**ACTIVITY:** An exact transcript of all the records is required, with nothing left out.

* * *

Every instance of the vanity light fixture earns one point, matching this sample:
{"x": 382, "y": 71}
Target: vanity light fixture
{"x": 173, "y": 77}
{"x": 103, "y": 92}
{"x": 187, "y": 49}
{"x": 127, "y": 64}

* * *

**ANSWER:**
Every instance of the vanity light fixture earns one point, matching this sample:
{"x": 382, "y": 71}
Target: vanity light fixture
{"x": 173, "y": 77}
{"x": 103, "y": 92}
{"x": 187, "y": 49}
{"x": 127, "y": 64}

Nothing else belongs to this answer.